→ **Task item A**
From the piece on Western and Indian democracy, copy word for word the part starting with "Schooled in western" and going on through "through the ages.".
→ **Task item B**
In the piece on Western and Indian democracy, what did the west put in place of hereditary monarchs?
___ Page extract
Democracy: Western and Indian


Democracy: Western and Indian

 

Schooled in western outlook, we have come to believe that democracy is foreign to our land and has been imported from the west. This implanted belief has blinded our sense of perception so much that we fail to see the ground under our feet. We fail to realize that India has been the bedrock on which democracy has been practiced throughout, in our day to day life, and through the ages. 

Civilization of industrial west is of comparatively recent origin. Theirs has been a path of grouping for the deal, of forms and norms, of trial and error. Total concentration of power in the monarch had led to colossal abuse and misrule which inspired the people of the west for a republican way of life. Replacing the hereditary monarchs by elected representatives of the people, with tenure of office limited to short periods, the west abolished the rule of one man for the Government by the Senate and the Syndicate. The western institution of democracy was, thus, a measure of exigency, a device implemented under the compulsion of social and economic events. Out and out a secular product, democracy was condemned by Papal authority several times. The clergymen, who were the protagonists of the divine right of the King never gave their sanction to the new order ushered in by the popular will. Western democracy, thus, lacks the halo of spiritual enlightenment. It has not been even linked to the laws of nature to provide a permanent sustenance for it. Time and again, protagonists of a different political order have challenged the validity of western democracy. Its basis has been ridiculed as the rule by a thousand fools that can hardly stand comparison with the rule of a single head. Western democracy has thus taken different forms in different countries according to the respective historical developments, the shape of one different from the other even in the basic pattern. Time and again, it has been replaced by autocratic rule of oligarchy, fascism or communism, completely wiping out the liberty of the common man.
______
___ Data extract
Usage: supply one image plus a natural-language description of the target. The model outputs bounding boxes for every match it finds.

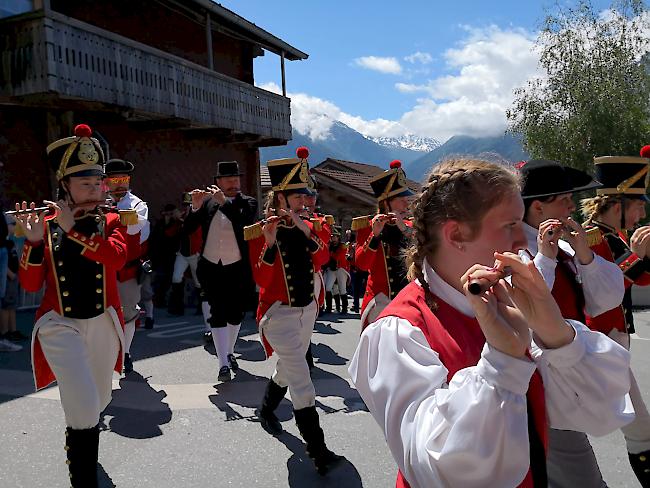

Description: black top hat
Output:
[594,153,650,201]
[370,160,414,202]
[46,124,104,181]
[266,147,314,195]
[104,159,135,176]
[214,161,243,178]
[518,159,602,200]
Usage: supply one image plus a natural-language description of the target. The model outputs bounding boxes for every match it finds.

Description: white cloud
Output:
[354,56,402,75]
[262,26,541,142]
[404,51,433,64]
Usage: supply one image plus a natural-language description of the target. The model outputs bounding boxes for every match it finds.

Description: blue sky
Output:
[219,0,609,142]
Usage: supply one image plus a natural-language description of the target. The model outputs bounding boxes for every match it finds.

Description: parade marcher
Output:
[325,227,350,313]
[518,159,625,488]
[350,160,633,488]
[581,146,650,488]
[104,159,150,373]
[246,151,341,474]
[183,161,257,381]
[16,124,139,488]
[352,161,413,330]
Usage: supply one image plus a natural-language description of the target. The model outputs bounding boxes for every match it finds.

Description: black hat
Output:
[214,161,243,178]
[370,160,414,202]
[46,124,104,181]
[266,147,314,195]
[594,152,650,201]
[104,159,135,176]
[518,159,603,200]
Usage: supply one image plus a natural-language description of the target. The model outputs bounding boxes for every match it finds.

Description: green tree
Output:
[506,0,650,171]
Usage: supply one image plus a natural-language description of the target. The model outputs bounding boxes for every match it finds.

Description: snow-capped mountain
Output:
[364,134,440,152]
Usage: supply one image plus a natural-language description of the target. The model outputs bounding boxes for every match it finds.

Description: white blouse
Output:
[349,262,634,488]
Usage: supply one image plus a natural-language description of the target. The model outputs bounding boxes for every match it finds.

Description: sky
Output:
[219,0,609,143]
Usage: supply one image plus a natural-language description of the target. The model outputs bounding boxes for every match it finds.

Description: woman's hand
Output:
[14,201,49,244]
[461,264,530,358]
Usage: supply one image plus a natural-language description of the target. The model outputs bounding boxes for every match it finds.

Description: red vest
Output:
[379,282,547,488]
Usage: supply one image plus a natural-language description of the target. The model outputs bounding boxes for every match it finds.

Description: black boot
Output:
[255,380,288,435]
[627,451,650,488]
[64,426,99,488]
[293,407,343,476]
[167,282,185,315]
[325,291,332,313]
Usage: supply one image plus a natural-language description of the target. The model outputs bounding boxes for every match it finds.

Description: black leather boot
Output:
[627,451,650,488]
[293,407,343,476]
[64,426,99,488]
[255,380,288,435]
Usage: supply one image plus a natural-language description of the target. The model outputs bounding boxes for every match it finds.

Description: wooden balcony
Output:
[0,12,291,141]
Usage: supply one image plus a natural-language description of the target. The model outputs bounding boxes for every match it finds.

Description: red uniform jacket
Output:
[586,222,650,334]
[18,213,129,389]
[379,282,547,488]
[244,219,329,356]
[352,216,413,324]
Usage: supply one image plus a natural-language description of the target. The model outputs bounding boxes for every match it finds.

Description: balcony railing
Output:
[0,12,291,140]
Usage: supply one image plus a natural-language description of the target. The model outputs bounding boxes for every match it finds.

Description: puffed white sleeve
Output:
[576,253,625,317]
[531,320,634,436]
[349,317,536,488]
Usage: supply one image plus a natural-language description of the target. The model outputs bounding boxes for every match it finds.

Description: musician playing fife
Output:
[352,161,413,330]
[16,125,139,488]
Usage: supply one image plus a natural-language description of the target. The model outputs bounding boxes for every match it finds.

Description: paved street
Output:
[0,310,650,488]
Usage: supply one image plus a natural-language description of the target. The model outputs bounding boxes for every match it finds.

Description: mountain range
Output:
[260,121,528,181]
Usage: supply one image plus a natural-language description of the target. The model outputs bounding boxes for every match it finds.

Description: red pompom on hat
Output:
[74,124,93,137]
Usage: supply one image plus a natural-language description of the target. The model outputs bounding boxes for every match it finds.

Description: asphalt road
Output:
[0,310,650,488]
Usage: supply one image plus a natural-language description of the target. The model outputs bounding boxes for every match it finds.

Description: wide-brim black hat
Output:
[104,158,135,176]
[214,161,244,178]
[518,159,603,200]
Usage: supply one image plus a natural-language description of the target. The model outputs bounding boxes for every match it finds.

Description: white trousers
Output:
[37,312,121,429]
[117,278,140,323]
[325,268,350,295]
[172,253,201,288]
[260,301,318,410]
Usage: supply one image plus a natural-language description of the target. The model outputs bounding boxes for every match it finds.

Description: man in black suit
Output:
[183,161,257,381]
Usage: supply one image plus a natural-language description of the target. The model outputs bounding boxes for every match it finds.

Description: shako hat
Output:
[214,161,243,178]
[266,147,314,195]
[104,158,135,176]
[594,146,650,201]
[517,159,602,200]
[370,159,414,202]
[46,124,104,181]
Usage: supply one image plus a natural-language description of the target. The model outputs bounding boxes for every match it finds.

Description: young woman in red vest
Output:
[350,160,633,488]
[518,159,625,488]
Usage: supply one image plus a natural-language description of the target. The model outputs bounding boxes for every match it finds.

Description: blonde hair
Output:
[406,158,521,309]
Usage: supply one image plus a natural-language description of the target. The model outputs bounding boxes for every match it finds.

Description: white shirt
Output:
[519,223,625,317]
[116,190,151,244]
[349,264,634,488]
[203,206,241,265]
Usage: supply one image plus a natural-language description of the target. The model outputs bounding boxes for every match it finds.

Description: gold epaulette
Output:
[309,218,323,232]
[352,215,370,231]
[586,227,603,247]
[244,222,263,241]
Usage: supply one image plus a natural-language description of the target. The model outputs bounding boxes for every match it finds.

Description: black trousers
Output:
[196,257,246,327]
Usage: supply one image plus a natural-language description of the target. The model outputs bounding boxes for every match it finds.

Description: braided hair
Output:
[406,158,520,310]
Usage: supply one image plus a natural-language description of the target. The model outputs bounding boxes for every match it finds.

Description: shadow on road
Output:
[100,371,172,439]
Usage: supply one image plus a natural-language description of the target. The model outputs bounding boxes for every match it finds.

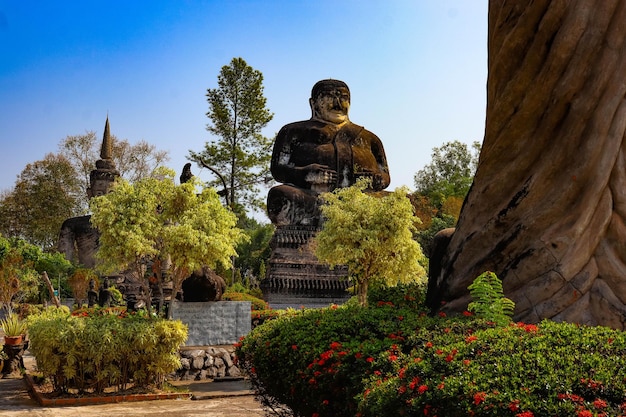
______
→ **Result A**
Schooled in western outlook, we have come to believe that democracy is foreign to our land and has been imported from the west. This implanted belief has blinded our sense of perception so much that we fail to see the ground under our feet. We fail to realize that India has been the bedrock on which democracy has been practiced throughout, in our day to day life, and through the ages.

→ **Result B**
Elected representatives of the people, with tenure of office limited to short periods.